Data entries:
= = =
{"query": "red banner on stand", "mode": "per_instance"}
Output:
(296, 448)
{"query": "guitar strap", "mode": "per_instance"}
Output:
= = =
PROBLEM TO SOLVE:
Every entry is to be restated word for word.

SOLVED EXERCISE:
{"query": "red banner on stand", "mode": "per_instance"}
Output:
(296, 448)
{"query": "guitar strap", "mode": "per_instance"}
Output:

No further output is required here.